→ Directions
Write out every line of the records below word for word, leaving out the pictures.

[Data listing]

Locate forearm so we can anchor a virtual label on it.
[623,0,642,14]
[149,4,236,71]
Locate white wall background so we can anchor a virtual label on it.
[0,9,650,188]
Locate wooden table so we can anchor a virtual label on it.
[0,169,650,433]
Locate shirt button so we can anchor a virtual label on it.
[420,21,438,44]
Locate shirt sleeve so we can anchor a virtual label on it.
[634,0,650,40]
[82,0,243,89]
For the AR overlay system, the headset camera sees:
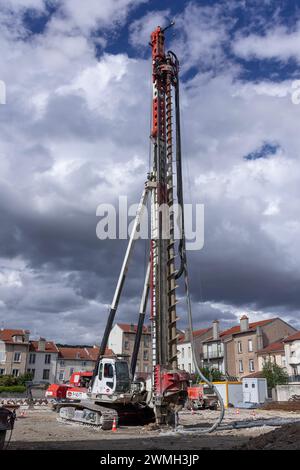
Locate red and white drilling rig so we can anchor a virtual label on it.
[56,24,195,429]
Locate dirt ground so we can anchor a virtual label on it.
[5,408,300,450]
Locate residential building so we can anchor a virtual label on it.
[257,340,286,371]
[0,328,30,377]
[203,315,296,378]
[26,338,59,383]
[108,323,152,375]
[283,331,300,377]
[202,320,226,374]
[178,328,212,373]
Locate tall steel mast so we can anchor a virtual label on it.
[95,24,189,424]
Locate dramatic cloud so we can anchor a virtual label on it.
[0,0,300,343]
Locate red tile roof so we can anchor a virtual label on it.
[0,329,30,343]
[117,323,150,334]
[178,327,211,343]
[220,318,276,337]
[283,331,300,343]
[29,341,58,353]
[257,340,284,354]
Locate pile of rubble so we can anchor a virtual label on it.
[236,423,300,450]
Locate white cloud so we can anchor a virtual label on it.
[232,23,300,61]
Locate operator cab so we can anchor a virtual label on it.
[93,357,131,395]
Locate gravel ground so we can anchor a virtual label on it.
[5,409,300,450]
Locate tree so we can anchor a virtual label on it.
[262,361,288,388]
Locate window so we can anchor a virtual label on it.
[45,354,51,364]
[14,353,21,362]
[104,364,114,379]
[27,369,35,379]
[29,353,35,364]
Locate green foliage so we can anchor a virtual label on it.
[0,385,26,394]
[262,361,288,388]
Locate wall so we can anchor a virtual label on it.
[276,383,300,401]
[0,343,29,375]
[26,351,58,383]
[56,358,95,383]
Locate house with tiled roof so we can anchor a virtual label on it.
[203,315,296,378]
[0,328,30,377]
[26,338,59,383]
[283,331,300,381]
[257,338,287,371]
[177,327,212,373]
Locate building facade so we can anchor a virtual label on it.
[257,341,287,371]
[203,315,296,379]
[283,331,300,378]
[178,328,212,373]
[26,338,59,383]
[0,329,30,377]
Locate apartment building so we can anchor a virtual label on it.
[178,328,212,373]
[108,323,152,375]
[257,340,287,371]
[203,315,296,378]
[26,338,59,383]
[283,331,300,376]
[0,328,30,377]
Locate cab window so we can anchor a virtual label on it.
[104,364,114,379]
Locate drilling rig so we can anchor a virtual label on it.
[56,23,189,429]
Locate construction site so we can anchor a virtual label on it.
[0,0,300,455]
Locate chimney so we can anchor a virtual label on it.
[38,338,46,351]
[213,320,220,340]
[24,330,30,343]
[240,315,249,331]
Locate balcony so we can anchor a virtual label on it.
[203,349,224,360]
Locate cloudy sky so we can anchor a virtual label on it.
[0,0,300,343]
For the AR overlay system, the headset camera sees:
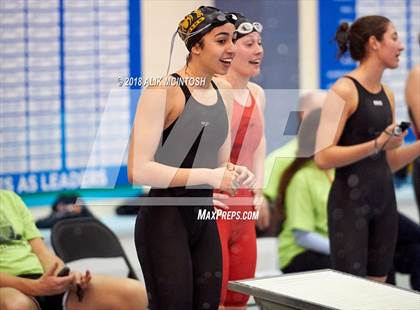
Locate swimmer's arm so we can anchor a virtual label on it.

→ Answer
Locate forearm so we can anchor a virtual label on it.
[623,0,642,14]
[149,4,236,71]
Locate white wall background so we can anchor a virtual label on it.
[0,9,650,188]
Locate wooden table so we can anchor a virtual label on it.
[0,169,650,433]
Locate shirt button so we can anchor a virtual label on it.
[420,21,438,44]
Locate shirt sleeve so we can anchor a virtual label on it.
[634,0,650,40]
[82,0,243,89]
For the AR overlay system, the headset camera sees:
Locate red and white drilling rig so we can anchor a virtual label on it.
[56,24,195,429]
Locate dirt ground so we can anchor a virtual label on it.
[5,408,300,450]
Locate residential building so we can anchor a virtual label on it.
[257,340,286,371]
[0,328,30,377]
[203,315,296,378]
[26,338,59,383]
[108,323,152,375]
[283,331,300,377]
[202,320,226,374]
[178,328,212,373]
Locate tall steel mast so we can anchor a virtual label on it.
[95,24,189,424]
Locate dramatic cloud so we can anchor a virtual label on it.
[0,0,300,343]
Locate red tile roof so we can anchor a virtual label on it.
[0,329,30,343]
[117,323,150,334]
[178,327,211,343]
[220,318,276,337]
[283,331,300,343]
[29,341,58,353]
[257,340,284,354]
Locate pile of rubble so we can anchor a virtual label on it.
[236,423,300,450]
Locate white cloud so we can anchor a virtual label on it.
[232,23,300,61]
Locate operator cab so we can anchor a virtual label on it.
[93,357,131,395]
Locate gravel ground so we can anchor a virtual label on it.
[5,409,300,450]
Locate tree so we can anchor a virtual label on it.
[262,361,288,388]
Locate window so we can anchor a virtual label on it.
[45,354,51,364]
[14,353,21,362]
[104,364,114,379]
[27,369,35,379]
[29,353,35,364]
Locate green foliage so we can anchor a virtual label on it.
[0,385,26,394]
[262,361,288,388]
Locate wall so we can anchor a virtual label on it.
[276,383,300,401]
[0,343,29,375]
[26,351,58,383]
[56,358,95,383]
Locate house with tiled roof so we can anchor a virtual label on it.
[203,315,296,378]
[0,328,30,377]
[26,338,59,383]
[283,331,300,381]
[257,338,287,371]
[177,327,212,373]
Locate building facade so we can anchor a virtual label on it.
[257,341,287,371]
[203,315,296,379]
[283,331,300,378]
[178,328,212,373]
[26,338,59,383]
[0,329,30,377]
Locate apartment building so we can anchor a virtual label on it.
[178,328,212,373]
[108,323,152,375]
[257,340,287,371]
[203,315,296,378]
[26,338,59,383]
[283,331,300,376]
[0,328,30,377]
Locate cab window so we can anchor a virtual label on it.
[104,364,114,379]
Locate drilling rig so we can anchor a virtual label on it.
[56,23,189,429]
Locate construction site so we can anchor a virtual label on it.
[0,0,300,455]
Locate chimney so we can anchor a virtual label on it.
[38,338,46,351]
[213,320,220,340]
[24,330,30,343]
[240,315,249,331]
Locate balcony so we can anchor a virtual label on it.
[203,349,224,360]
Locate cloudy sky so we can anchor a virtual label on it.
[0,0,300,343]
For the AR overlay system, the headset camera sees:
Locate swimmer's arm so we can anchor a virtual label on it.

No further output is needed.